What Happens Next for Leveraged Product Issuers?

They’ll pivot, of course. We’re already see filings for “buffered” leveraged products, monthly-reset instead of daily, or “defined outcome” leveraged ETFs that cap upside but limit downside.

Some will try Europe or Canada where rules are looser. Others will push the envelope with 2.9x products and dare the SEC to call it over the line.

But the message was clear: daily-reset, high-leverage, single-stock or crypto ETFs are off the table in U.S. regulated markets. At least for now.

The Bigger Lesson for Investors

If you were excited about 5x NVDA because “AI is going to the moon,” I’ve got bad news: you were about to become the exit liquidity for someone much smarter (or luckier) than you.

Leverage magnifies returns, yes. But it magnifies losses exponentially more in volatile conditions. And single stocks plus crypto are literally the definition of volatile conditions.

Personally? I sleep better owning boring index funds and the occasional well-researched individual name with no borrowed money. The 5x crowd can keep their heart attacks.

Source data ▸
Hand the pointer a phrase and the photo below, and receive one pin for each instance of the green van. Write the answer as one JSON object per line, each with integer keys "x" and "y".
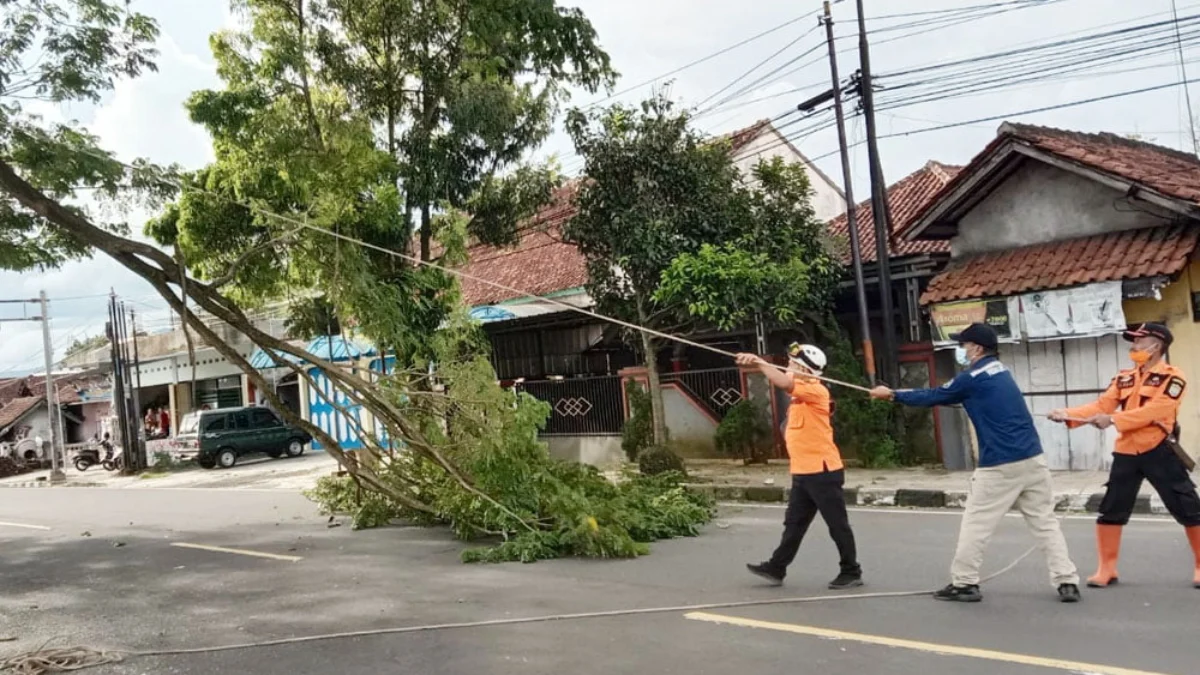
{"x": 220, "y": 437}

Task instructions ▸
a. According to the leveraged ETF article, which kinds of ETFs are now off the table in U.S. regulated markets?
b. Reproduce the part of the leveraged ETF article that begins at the words "But the message" and stops after "of volatile conditions.".
Rely only on the leveraged ETF article for what comes next, not on the data.

Answers given ▸
a. Daily-reset, high-leverage, single-stock or crypto ETFs.

b.
But the message was clear: daily-reset, high-leverage, single-stock or crypto ETFs are off the table in U.S. regulated markets. At least for now.

The Bigger Lesson for Investors

If you were excited about 5x NVDA because “AI is going to the moon,” I’ve got bad news: you were about to become the exit liquidity for someone much smarter (or luckier) than you.

Leverage magnifies returns, yes. But it magnifies losses exponentially more in volatile conditions. And single stocks plus crypto are literally the definition of volatile conditions.